-- start Dataset rows --

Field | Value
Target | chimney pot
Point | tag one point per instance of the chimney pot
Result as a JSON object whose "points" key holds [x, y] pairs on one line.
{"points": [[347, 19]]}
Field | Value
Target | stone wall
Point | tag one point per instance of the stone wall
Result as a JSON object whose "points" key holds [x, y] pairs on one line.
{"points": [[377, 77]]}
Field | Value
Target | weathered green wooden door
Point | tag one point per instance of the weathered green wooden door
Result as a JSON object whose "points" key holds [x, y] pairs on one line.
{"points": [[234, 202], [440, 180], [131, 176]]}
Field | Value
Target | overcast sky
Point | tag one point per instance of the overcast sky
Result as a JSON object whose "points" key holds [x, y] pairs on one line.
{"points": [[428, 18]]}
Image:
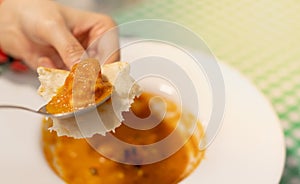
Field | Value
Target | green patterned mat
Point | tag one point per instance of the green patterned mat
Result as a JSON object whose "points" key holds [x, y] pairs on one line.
{"points": [[259, 38]]}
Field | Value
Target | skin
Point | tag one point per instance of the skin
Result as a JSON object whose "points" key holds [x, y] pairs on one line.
{"points": [[45, 33]]}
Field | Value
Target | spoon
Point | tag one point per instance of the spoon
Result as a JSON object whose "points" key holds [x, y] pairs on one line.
{"points": [[43, 111]]}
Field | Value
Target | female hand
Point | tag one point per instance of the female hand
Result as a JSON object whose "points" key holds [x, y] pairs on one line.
{"points": [[45, 33]]}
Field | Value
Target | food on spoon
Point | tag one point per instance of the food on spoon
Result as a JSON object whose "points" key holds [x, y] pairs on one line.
{"points": [[84, 86], [90, 161]]}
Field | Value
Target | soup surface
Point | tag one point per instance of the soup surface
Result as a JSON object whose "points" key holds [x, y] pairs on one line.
{"points": [[91, 161]]}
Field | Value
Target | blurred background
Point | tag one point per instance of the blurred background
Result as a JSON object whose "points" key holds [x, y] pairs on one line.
{"points": [[259, 38]]}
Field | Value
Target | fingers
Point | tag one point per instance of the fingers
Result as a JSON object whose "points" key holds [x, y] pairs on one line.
{"points": [[97, 32]]}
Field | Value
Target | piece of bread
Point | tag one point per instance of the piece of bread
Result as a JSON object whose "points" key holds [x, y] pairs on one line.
{"points": [[106, 117]]}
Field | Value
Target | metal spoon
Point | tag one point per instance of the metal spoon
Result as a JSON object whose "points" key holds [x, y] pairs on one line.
{"points": [[42, 110]]}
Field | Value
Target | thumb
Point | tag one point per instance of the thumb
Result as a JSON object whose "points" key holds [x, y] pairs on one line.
{"points": [[68, 47]]}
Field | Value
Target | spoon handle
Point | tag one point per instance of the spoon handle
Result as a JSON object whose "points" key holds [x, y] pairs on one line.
{"points": [[21, 108]]}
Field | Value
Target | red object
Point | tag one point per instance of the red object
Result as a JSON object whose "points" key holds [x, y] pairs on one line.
{"points": [[18, 66], [3, 56]]}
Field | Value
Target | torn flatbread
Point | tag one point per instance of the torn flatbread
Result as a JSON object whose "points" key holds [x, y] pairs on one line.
{"points": [[107, 116]]}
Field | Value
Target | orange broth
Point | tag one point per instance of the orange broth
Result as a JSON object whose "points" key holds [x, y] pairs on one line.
{"points": [[77, 162]]}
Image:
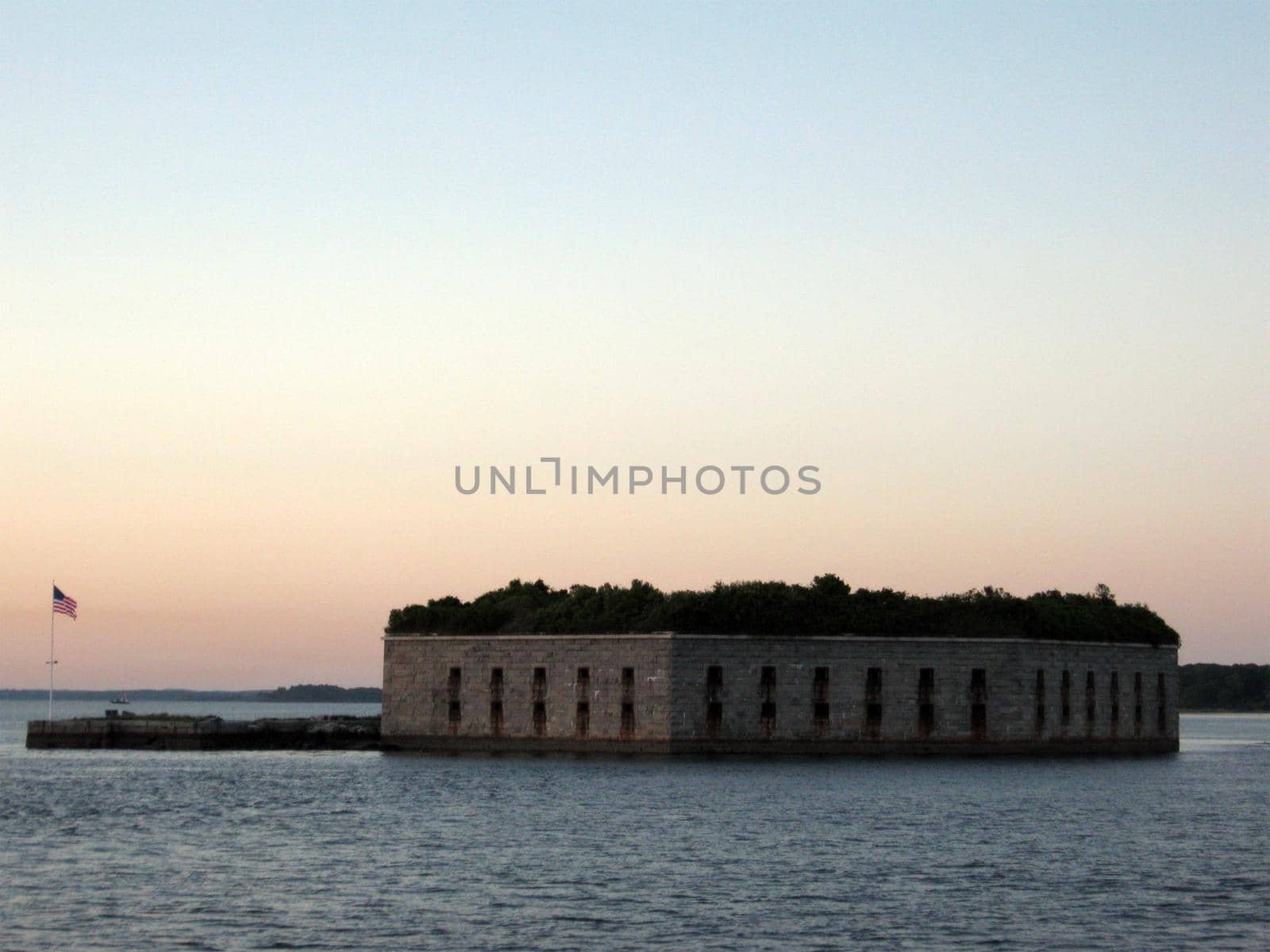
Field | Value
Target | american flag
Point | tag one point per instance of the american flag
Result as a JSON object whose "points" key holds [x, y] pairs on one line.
{"points": [[63, 602]]}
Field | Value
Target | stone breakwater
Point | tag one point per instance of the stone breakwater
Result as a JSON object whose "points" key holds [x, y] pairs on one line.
{"points": [[206, 734]]}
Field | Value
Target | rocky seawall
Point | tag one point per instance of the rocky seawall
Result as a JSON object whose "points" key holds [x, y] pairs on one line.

-- end Dataset rows --

■ Request ■
Without the pictures, extract every entry verbatim.

■ Solution to the exercise ■
Field | Value
Target | chimney pot
Point | tag one point per instance of the chimney pot
Result as a JSON object whose "points" key holds [x, y] pairs on one line.
{"points": [[347, 19]]}
Field | Value
Target | stone wall
Point | tag one point per instance of the stone wall
Result as a JSON object whose "points" key holds [x, y] pairs on one line.
{"points": [[377, 77]]}
Field | Value
Target | weathered green wooden door
Point | tag one point per instance of the weathered green wooden door
Result as a JSON object whose "points" key holds [x, y] pairs on one line.
{"points": [[234, 202], [440, 180], [131, 176]]}
Field | Value
Target | overcast sky
Point | tag one point per instance of the overcast sky
Result as a JSON object whose "points" key holds [x, y] pairs on one line.
{"points": [[428, 18]]}
Image:
Field | Value
Target | green patterned mat
Point | tag one point per instance of the green patterned mat
Result as a JSON object whose "points" key holds [x, y] pairs on one line.
{"points": [[259, 38]]}
Field | Value
Target | skin
Point | tag one point per instance of the skin
Result as a JSON object whose "points" key holds [x, y] pairs on one line.
{"points": [[45, 33]]}
Field | Value
Target | spoon
Point | tag one point per instance of the spoon
Result as a JSON object whose "points" key holds [x, y] pairs on one line.
{"points": [[43, 111]]}
Field | Value
Target | female hand
Point | tag one point per instance of the female hand
Result as a JSON object whose "points" key holds [x, y] pairs on one line.
{"points": [[45, 33]]}
Field | Value
Target | food on spoon
Point | tag one point per instance of the food on spoon
Result as a JSON object whose "points" key holds [x, y] pairs on one line.
{"points": [[84, 86], [90, 161]]}
Field | Value
Target | soup surface
Point | tag one point per instance of the soup surface
Result as a JSON object whose "points" key holds [x, y] pairs on one line.
{"points": [[91, 161]]}
Field | Value
Target | blurred background
Point | tag one point per instance of the blurred background
Result as a JSON object whose "points" key holds [x, y] pairs on one line.
{"points": [[259, 38]]}
Field | Value
Target | fingers
Point | tag one point per instance of the fingers
Result as a JSON object whose "points" key holds [x, y] pairs on one line.
{"points": [[97, 32]]}
Field | Value
Target | piece of bread
Point | tag one point per instance of the piece of bread
Result as a JSON object whose "points" key holds [x, y] pairs on one line.
{"points": [[106, 117]]}
Field | Value
Target | metal spoon
Point | tag one point per instance of the metal spoon
Result as a JSON object whose "points" key holds [x, y] pairs on one line.
{"points": [[42, 110]]}
Field | Value
Target | thumb
Point | tag one point per instance of the thumb
Result as a JSON object whose "points" key holds [x, y] pairs on one line.
{"points": [[68, 47]]}
Field | Value
Target | spoon handle
Point | tag one point per instance of the spoon handle
Result as a JSON object whose "points" key holds [x, y] pairs on one line.
{"points": [[21, 108]]}
Field | Value
Target | red object
Point | tag one point per instance of the red object
Result as a JSON object whose "points" key holds [x, y] pairs on one line.
{"points": [[18, 66], [3, 56]]}
Field | Value
Target | torn flatbread
Point | tag one point per instance of the torn flatbread
Result as a JSON object whose "points" key holds [x, y] pairs on one line.
{"points": [[107, 116]]}
Field | Value
Target | orange broth
Point | tag one point per instance of the orange broth
Result as a JSON object whose "points" key holds [x, y] pairs on one line.
{"points": [[77, 162]]}
Image:
Field | Value
Target | american flag
Point | tag one point per instance of the american flag
Result as a JSON object whose "points" key holds [x, y] pairs on one line.
{"points": [[63, 602]]}
Field | Value
Target | stone breakwater
Point | tag one point per instance of the stone breakwater
Result as a JSON object whose "points" key holds [x, y] pairs on one line.
{"points": [[206, 734]]}
Field | Value
Target | rocky seawall
Point | tag one point per instance of the rocky seawall
Result as a JSON object whose "points" key holds [x, y] pairs on one line.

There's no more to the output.